[Records excerpted from a collection]
* * *

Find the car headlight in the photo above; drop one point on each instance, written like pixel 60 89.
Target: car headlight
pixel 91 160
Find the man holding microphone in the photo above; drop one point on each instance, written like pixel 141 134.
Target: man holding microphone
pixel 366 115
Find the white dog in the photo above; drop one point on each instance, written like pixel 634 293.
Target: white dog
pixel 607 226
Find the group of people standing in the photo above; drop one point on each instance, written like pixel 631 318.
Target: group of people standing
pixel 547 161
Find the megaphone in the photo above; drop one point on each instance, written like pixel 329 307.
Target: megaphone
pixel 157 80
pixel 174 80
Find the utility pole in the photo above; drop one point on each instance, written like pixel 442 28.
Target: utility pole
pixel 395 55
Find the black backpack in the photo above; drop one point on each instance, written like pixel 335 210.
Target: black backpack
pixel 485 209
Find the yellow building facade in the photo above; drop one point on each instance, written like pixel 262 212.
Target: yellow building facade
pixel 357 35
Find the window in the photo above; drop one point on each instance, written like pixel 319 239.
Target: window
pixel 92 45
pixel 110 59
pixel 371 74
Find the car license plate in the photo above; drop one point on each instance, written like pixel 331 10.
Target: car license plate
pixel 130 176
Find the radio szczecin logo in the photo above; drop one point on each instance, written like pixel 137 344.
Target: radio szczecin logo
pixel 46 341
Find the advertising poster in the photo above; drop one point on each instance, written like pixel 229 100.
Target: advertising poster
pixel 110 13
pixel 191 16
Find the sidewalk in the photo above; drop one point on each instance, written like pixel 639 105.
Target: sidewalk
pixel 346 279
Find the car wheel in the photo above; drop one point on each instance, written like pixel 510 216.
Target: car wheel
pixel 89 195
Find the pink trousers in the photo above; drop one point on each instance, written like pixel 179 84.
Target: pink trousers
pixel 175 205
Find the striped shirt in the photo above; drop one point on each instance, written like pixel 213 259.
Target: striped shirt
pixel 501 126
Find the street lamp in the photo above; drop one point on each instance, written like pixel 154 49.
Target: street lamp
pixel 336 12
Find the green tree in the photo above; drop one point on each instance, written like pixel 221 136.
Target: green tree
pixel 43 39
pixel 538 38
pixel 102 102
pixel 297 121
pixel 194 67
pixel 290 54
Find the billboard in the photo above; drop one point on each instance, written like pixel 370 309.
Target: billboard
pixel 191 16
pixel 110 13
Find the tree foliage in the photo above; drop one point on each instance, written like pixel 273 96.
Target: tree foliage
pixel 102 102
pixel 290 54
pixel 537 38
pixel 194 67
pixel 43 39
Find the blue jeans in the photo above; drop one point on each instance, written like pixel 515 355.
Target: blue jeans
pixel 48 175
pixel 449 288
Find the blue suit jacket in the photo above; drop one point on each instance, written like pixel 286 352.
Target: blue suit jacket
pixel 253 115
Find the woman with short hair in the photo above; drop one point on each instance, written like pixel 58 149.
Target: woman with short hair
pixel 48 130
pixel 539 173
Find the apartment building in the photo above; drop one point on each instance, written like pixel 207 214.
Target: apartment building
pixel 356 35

* * *

Can you restate every record above word for word?

Find the car headlight in the photo above; drop one point on each instance, written like pixel 60 89.
Target: car headlight
pixel 91 160
Find the man holding microphone in the photo above; drop one point on each instance, written like pixel 141 134.
Target: man holding microphone
pixel 366 115
Find the white dog in the photo above; drop one point on each instance, written like pixel 634 293.
Target: white dog
pixel 607 226
Find the group of people standing in the photo above; drop one point on each instance, written like pixel 631 318.
Target: group of people standing
pixel 547 161
Find the megaphone in the photo above; drop one point on each instance, written like pixel 329 307.
Target: megaphone
pixel 157 80
pixel 174 80
Find the utility pole in the photo above; drop one point on each instance, written like pixel 442 28.
Target: utility pole
pixel 395 55
Find the black backpack in the photo above; drop one point on each instance, written like pixel 335 210.
Target: black backpack
pixel 485 209
Find the yellow building facade in the photo above; drop one point on each instance, written like pixel 262 212.
Target: yellow building facade
pixel 357 35
Find the window in the photo above; drop one point on each instance, written like pixel 319 239.
Target: window
pixel 92 45
pixel 110 59
pixel 371 74
Find the car license plate in the photo above; drop one point on each instance, written like pixel 331 10.
Target: car license plate
pixel 130 176
Find the radio szczecin logo in the photo above; drop one point on each instance, written like pixel 137 344.
Target: radio szczecin logo
pixel 46 341
Find the advertising poster in the photo above; drop one point on each instance, written like pixel 229 100.
Target: advertising poster
pixel 110 13
pixel 191 16
Find the sidewalk in the photo above; drop one point on each instance, written like pixel 639 105.
Target: sidewalk
pixel 346 279
Find the car wheel in the photo above; drop one point on each instance, written like pixel 510 216.
Target: car wheel
pixel 89 195
Find the pink trousers in the photo above; drop one point on each instance, written like pixel 179 84.
Target: pink trousers
pixel 175 205
Find the striped shirt in the photo above; drop one point on each instance, written like pixel 213 259.
Target: striped shirt
pixel 501 126
Find the street lamp in the photo above; drop one point on each instance, written like pixel 154 49.
Target: street lamp
pixel 336 12
Find the green tree in the photo above; drop one point on each instance, written like pixel 221 136.
Target: green tree
pixel 43 39
pixel 538 38
pixel 102 102
pixel 297 121
pixel 194 67
pixel 290 54
Find the billboard in the photo above; drop one point on each instance, written like pixel 370 309.
Target: billboard
pixel 191 16
pixel 110 13
Find the tree foliage in the photo above; drop one point on each instance, written like pixel 273 96.
Target: tree foliage
pixel 102 102
pixel 290 54
pixel 537 38
pixel 194 67
pixel 43 39
Find the blue jeans in the photo above; drop one point on each instance, written like pixel 515 355.
Target: blue jeans
pixel 48 175
pixel 449 288
Find the blue suit jacket in the photo above; drop one point on each instance, written like pixel 286 352.
Target: blue suit jacket
pixel 253 115
Find the woman with short hair in the photo above; drop one point on each instance, written like pixel 58 149.
Target: woman with short hair
pixel 48 130
pixel 539 173
Find the apartment building in the photo above; drop one point on each instance, written like pixel 207 214.
Target: apartment building
pixel 356 35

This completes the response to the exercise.